- _Texte cité_
▬▬▬
Le récit du gâteau de miel

Alors que Maître Gotama était sur le point de revenir à Kapilavatthu, sa ville d’origine, après sa pleine Réalisation, son cousin et rival Devadatta avait affirmé aux Sakyas que le Bienheureux était un ennemi de leur clan. Il accusait Maître Gotama d’avoir abandonné sa femme, Baddhakaccanā – qui était aussi la sœur de Devadatta –, pour mener la vie errante des renonçants. Devadatta lui reprochait aussi de l’avoir sévèrement blâmé en public et de ne jamais le regarder dans les yeux. Une partie des Sakyas avait pris parti pour Devadatta. L’un d’entre eux était surnommé Daṇḍapāṇi, Canne-en-main, parce qu’il collectionnait les cannes et qu’il aimait se promener en les exhibant. Ce jeune homme allait visiter les sites naturels et les parcs — une sorte de touriste. Sa rencontre dans la Grande Forêt avec le Bienheureux fut toute fortuite. Cette Grande Forêt, qui s’étendait jusqu’à l’Himalaya, était une forêt primaire par opposition à celle de Vésali dont une partie avait été plantée par l’homme.
▬▬▬
- _Liste des données_
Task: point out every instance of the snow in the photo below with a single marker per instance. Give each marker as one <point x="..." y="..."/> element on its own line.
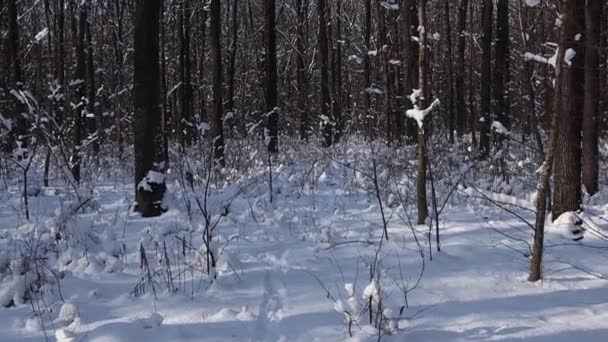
<point x="419" y="114"/>
<point x="499" y="128"/>
<point x="41" y="35"/>
<point x="152" y="177"/>
<point x="276" y="270"/>
<point x="532" y="3"/>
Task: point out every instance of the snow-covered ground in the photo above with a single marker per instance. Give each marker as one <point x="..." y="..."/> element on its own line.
<point x="290" y="269"/>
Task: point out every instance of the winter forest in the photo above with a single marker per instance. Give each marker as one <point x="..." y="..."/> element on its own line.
<point x="303" y="170"/>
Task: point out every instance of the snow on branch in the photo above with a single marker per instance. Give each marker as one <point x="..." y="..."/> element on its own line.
<point x="419" y="114"/>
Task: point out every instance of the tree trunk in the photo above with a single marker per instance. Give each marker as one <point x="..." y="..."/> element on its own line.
<point x="337" y="75"/>
<point x="423" y="210"/>
<point x="91" y="118"/>
<point x="326" y="121"/>
<point x="561" y="106"/>
<point x="149" y="178"/>
<point x="450" y="76"/>
<point x="486" y="79"/>
<point x="502" y="65"/>
<point x="186" y="124"/>
<point x="301" y="74"/>
<point x="593" y="19"/>
<point x="232" y="63"/>
<point x="215" y="40"/>
<point x="567" y="179"/>
<point x="271" y="97"/>
<point x="410" y="16"/>
<point x="461" y="111"/>
<point x="384" y="52"/>
<point x="367" y="66"/>
<point x="80" y="108"/>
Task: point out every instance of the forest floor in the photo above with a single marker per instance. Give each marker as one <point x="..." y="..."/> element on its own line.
<point x="285" y="268"/>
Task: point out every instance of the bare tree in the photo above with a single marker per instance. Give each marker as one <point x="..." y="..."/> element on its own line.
<point x="149" y="164"/>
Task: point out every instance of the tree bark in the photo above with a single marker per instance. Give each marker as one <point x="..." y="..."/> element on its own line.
<point x="215" y="40"/>
<point x="567" y="178"/>
<point x="461" y="111"/>
<point x="186" y="123"/>
<point x="450" y="76"/>
<point x="593" y="19"/>
<point x="80" y="108"/>
<point x="301" y="73"/>
<point x="271" y="96"/>
<point x="147" y="132"/>
<point x="486" y="79"/>
<point x="326" y="121"/>
<point x="423" y="210"/>
<point x="502" y="65"/>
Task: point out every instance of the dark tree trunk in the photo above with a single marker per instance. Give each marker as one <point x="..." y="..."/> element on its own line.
<point x="186" y="123"/>
<point x="326" y="121"/>
<point x="271" y="96"/>
<point x="567" y="178"/>
<point x="215" y="40"/>
<point x="562" y="103"/>
<point x="80" y="108"/>
<point x="384" y="52"/>
<point x="91" y="118"/>
<point x="410" y="16"/>
<point x="367" y="66"/>
<point x="16" y="81"/>
<point x="593" y="19"/>
<point x="147" y="130"/>
<point x="301" y="74"/>
<point x="423" y="210"/>
<point x="232" y="62"/>
<point x="486" y="79"/>
<point x="337" y="75"/>
<point x="450" y="76"/>
<point x="461" y="111"/>
<point x="502" y="65"/>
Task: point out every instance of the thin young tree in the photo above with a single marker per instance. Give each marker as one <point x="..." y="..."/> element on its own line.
<point x="271" y="96"/>
<point x="486" y="72"/>
<point x="215" y="40"/>
<point x="326" y="120"/>
<point x="423" y="209"/>
<point x="459" y="90"/>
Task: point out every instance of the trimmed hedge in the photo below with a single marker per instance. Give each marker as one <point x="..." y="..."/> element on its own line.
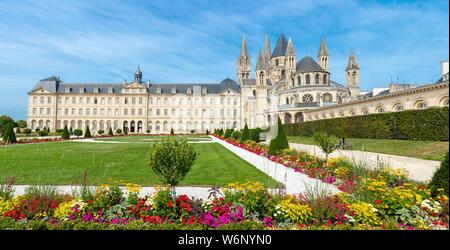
▬▬▬
- _Exercice proposé 1_
D'après le récit du gâteau de miel, pourquoi l'un des Sakyas était-il surnommé Daṇḍapāṇi ?
- _Exercice proposé 2_
Indiquez si chacune des affirmations suivantes s'accorde avec le récit du gâteau de miel, en répondant par oui ou par non et en citant les mots du texte qui tranchent. (a) Baddhakaccanā était la sœur de Devadatta. (b) Tous les Sakyas avaient pris parti pour Devadatta. (c) Daṇḍapāṇi avait prévu sa rencontre avec le Bienheureux dans la Grande Forêt.
- _Exercice proposé 3_
Poursuivez le récit du gâteau de miel après sa dernière phrase.
Vous n'avez pas besoin des données pour ce travail.

- _Réponse attendue 1_
Parce qu'il collectionnait les cannes et qu'il aimait se promener en les exhibant.

- _Réponse attendue 2_
(a) Oui : « Baddhakaccanā – qui était aussi la sœur de Devadatta – ».
(b) Non : « Une partie des Sakyas avait pris parti pour Devadatta ».
(c) Non : « Sa rencontre dans la Grande Forêt avec le Bienheureux fut toute fortuite ».

- _Réponse attendue 3_
Ainsi ai-je entendu.

En ce temps-là le Bienheureux séjournait chez les Sakyas, dans le parc Nigrodha qui est proche de Kapilavatthu.

Un matin le Bienheureux s’habilla de bonne heure, prit son bol et sa robe et se rendit à Kapilavatthu pour y faire sa collecte de nourriture. Quand il eut parcouru Kapilavatthu en faisant sa collecte de nourriture et fini son repas, en revenant de sa collecte, il s’approcha de la Grande Forêt pour y passer la journée. Il s’y enfonça et s’assit pour toute la journée au pied d’un jeune arbre vilva.

Or le Sakya Canne-en-main qui marchait beaucoup et se déplaçait constamment, s’approcha lui aussi de la grande forêt, y pénétra et parvint auprès du jeune arbre vilva au pied duquel se trouvait le Bienheureux. Une fois là, il échangea des paroles courtoises avec le Bienheureux et conclut leur dialogue aimable et mémorable en restant convenablement debout, appuyé sur sa canne(*).

Canne-en-main posa les deux mains sur sa canne et appuya le menton sur le dos de ses mains dans une attitude fréquente chez les vachers. Tout en restant poli, il marquait par cette attitude désinvolte l’hostilité qu’il nourrissait à l’égard du Bienheureux. Et il posa une question de pure forme sans attendre de réponse intéressante. Le Bienheureux lui répondit par une formule énigmatique.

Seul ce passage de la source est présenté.